▶ PROBLEM REQUIREMENTS
Lines outside the range are not wanted. Give again exactly the lines between the line holding "Target: stone castle" and the line holding "indicate the hill, one dot per instance", inclusive, from the listing below.

▶ GIVEN ENTRIES

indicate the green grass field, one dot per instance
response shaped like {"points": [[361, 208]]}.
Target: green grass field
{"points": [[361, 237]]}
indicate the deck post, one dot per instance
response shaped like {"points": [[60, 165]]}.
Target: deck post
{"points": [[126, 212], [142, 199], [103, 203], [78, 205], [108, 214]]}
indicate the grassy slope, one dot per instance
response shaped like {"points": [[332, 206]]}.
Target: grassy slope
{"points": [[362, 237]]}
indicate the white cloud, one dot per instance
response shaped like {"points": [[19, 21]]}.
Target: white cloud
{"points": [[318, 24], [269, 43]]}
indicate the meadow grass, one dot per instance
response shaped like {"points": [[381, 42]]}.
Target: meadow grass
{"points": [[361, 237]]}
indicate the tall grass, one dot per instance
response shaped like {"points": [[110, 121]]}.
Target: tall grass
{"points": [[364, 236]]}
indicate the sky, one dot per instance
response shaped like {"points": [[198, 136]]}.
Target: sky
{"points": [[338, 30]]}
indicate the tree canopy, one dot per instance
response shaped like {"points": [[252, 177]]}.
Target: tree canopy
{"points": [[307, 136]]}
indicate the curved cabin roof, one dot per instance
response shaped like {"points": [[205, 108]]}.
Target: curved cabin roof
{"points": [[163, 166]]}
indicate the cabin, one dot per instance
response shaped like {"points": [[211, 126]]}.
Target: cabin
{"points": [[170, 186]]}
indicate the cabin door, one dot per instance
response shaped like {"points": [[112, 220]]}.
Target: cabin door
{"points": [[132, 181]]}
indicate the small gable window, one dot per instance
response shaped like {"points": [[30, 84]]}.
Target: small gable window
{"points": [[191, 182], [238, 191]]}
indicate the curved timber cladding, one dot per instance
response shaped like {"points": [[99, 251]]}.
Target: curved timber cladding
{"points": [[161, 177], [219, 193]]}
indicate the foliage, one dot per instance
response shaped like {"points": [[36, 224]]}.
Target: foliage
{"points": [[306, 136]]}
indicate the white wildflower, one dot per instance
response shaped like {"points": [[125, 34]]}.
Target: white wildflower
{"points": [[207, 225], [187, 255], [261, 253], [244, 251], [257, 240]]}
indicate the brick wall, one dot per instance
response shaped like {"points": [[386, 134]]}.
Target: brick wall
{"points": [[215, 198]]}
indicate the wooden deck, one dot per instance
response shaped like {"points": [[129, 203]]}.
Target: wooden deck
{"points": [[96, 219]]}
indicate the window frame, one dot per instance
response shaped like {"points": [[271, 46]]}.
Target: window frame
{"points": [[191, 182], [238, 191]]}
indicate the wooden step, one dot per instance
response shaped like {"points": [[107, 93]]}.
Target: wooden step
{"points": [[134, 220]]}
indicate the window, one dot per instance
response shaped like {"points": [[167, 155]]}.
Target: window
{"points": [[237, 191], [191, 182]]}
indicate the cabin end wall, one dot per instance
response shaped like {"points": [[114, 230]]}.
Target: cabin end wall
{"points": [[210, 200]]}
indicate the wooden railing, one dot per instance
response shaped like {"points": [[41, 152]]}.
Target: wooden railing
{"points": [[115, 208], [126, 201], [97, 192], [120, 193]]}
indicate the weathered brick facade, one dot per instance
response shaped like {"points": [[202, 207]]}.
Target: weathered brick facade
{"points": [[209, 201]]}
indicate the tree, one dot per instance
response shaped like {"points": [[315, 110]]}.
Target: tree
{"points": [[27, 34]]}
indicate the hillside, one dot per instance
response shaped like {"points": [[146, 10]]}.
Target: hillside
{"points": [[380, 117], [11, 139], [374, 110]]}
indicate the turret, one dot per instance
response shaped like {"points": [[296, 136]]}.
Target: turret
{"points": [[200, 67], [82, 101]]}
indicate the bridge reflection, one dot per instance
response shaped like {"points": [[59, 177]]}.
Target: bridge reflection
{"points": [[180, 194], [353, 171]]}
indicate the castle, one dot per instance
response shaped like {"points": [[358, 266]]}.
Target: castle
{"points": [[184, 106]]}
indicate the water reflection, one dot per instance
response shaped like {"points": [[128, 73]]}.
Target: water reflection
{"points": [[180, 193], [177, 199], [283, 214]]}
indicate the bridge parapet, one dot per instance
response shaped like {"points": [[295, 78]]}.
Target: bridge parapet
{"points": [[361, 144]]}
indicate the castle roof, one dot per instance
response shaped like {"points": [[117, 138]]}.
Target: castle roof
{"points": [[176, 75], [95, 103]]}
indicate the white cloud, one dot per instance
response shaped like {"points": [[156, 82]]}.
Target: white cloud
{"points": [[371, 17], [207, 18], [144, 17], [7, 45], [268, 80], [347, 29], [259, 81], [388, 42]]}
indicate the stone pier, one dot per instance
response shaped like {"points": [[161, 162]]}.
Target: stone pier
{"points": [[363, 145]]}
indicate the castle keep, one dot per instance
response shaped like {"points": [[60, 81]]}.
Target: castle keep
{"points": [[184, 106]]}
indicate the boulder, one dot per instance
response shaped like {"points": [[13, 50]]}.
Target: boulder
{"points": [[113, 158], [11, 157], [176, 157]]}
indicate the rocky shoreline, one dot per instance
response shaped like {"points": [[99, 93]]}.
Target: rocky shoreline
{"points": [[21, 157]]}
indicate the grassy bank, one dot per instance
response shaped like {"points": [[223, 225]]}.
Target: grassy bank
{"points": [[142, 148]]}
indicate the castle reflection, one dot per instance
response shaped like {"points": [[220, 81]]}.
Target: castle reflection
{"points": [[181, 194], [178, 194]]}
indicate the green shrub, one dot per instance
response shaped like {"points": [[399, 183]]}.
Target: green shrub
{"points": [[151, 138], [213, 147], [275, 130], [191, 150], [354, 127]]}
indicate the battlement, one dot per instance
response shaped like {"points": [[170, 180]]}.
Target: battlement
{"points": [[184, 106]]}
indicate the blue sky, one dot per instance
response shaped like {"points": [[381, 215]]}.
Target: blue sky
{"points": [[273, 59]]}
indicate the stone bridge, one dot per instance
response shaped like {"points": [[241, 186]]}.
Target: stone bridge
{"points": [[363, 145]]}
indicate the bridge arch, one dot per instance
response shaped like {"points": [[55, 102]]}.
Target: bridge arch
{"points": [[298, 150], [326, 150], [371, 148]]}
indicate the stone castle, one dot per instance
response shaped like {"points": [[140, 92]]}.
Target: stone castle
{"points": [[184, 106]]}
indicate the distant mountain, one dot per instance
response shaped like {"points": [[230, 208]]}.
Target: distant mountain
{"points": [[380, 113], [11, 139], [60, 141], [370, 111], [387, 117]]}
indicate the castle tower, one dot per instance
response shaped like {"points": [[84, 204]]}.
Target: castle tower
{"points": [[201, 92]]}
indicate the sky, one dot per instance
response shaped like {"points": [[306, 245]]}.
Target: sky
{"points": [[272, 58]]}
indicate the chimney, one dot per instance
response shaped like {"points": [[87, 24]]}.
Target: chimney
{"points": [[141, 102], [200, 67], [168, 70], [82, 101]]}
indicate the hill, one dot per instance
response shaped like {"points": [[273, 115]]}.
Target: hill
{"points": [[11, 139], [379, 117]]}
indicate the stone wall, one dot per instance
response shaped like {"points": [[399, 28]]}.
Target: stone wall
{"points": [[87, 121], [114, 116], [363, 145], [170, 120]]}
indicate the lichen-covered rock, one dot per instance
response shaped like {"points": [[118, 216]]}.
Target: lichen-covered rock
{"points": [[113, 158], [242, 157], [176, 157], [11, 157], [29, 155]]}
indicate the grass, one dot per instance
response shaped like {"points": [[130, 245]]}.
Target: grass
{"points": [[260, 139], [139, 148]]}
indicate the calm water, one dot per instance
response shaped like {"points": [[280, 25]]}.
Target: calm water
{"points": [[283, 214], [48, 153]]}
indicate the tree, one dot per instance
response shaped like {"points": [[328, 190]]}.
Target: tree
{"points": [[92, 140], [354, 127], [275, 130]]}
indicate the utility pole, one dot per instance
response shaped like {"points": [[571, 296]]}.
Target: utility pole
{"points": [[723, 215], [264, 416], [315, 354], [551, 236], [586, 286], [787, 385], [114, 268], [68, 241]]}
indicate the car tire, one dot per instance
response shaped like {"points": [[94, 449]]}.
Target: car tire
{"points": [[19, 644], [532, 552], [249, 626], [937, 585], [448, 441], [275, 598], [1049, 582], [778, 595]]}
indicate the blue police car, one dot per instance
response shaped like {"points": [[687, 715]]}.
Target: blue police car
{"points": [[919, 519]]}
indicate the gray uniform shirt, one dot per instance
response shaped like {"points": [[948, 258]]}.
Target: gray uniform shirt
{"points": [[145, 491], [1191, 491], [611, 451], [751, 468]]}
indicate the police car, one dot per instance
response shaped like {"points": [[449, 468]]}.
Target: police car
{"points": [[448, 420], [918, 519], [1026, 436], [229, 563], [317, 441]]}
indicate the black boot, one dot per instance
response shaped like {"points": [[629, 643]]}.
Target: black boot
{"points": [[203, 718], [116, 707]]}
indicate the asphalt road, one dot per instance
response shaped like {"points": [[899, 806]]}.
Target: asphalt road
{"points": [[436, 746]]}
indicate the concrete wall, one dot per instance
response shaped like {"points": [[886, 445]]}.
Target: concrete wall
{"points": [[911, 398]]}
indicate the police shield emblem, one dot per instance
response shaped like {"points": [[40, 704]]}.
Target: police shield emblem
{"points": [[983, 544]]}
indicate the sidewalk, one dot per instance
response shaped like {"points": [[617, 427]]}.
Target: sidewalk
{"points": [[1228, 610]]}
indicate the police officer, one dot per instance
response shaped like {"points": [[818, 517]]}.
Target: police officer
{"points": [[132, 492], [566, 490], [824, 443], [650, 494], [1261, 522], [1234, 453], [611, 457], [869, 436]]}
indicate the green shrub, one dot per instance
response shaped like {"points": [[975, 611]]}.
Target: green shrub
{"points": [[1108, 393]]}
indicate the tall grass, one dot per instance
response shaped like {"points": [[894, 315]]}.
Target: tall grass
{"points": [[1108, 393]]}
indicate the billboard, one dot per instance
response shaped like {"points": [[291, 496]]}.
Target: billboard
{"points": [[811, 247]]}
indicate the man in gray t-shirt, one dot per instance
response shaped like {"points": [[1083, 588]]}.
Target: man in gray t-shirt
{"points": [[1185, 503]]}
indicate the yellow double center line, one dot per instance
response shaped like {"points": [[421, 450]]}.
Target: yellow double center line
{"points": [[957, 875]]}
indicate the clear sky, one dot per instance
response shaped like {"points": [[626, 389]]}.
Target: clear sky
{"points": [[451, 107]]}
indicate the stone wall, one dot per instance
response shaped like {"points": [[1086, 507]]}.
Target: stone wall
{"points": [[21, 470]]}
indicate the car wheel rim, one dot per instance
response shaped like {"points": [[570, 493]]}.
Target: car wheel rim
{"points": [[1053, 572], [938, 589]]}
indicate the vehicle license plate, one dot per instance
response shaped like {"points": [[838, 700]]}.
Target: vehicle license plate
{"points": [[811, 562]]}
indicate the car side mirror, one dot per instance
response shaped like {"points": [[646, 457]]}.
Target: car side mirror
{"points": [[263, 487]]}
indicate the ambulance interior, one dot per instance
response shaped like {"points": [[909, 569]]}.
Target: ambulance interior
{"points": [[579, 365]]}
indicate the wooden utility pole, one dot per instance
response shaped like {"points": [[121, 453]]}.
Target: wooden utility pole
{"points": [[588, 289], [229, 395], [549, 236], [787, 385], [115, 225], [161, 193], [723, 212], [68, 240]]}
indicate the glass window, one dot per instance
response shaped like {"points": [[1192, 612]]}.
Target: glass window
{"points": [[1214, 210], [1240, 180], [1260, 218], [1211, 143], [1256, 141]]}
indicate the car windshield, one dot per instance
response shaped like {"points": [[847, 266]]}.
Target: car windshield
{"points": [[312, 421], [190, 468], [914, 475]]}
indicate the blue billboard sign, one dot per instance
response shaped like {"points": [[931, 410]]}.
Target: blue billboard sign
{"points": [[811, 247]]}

▶ ANSWER BOX
Target: stone castle
{"points": [[184, 106]]}
indicate the distant mountain, one dot per instance
response shaped like {"points": [[230, 208]]}.
Target: distant mountain
{"points": [[380, 113], [11, 139], [60, 141], [370, 111], [387, 117]]}
indicate the castle tower, one dot per instance
response shaped like {"points": [[84, 204]]}.
Target: castle tower
{"points": [[201, 92]]}
indicate the sky, one dot per instance
response shaped like {"points": [[306, 245]]}.
Target: sky
{"points": [[272, 58]]}
indicate the chimney, one dot per instance
response shaped like {"points": [[87, 24]]}.
Target: chimney
{"points": [[141, 102], [200, 67], [168, 70], [82, 101]]}
indicate the hill, one dot per instance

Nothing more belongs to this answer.